Search the data for the string "point", and report each line where it is found.

Content starts

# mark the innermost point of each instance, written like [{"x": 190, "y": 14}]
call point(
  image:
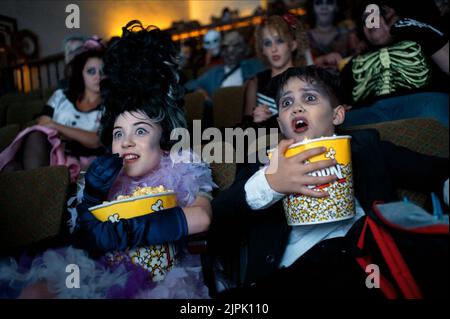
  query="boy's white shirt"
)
[{"x": 260, "y": 195}]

Content ends

# Worked solution
# mark the innermost point of each instance, written like [{"x": 190, "y": 14}]
call point(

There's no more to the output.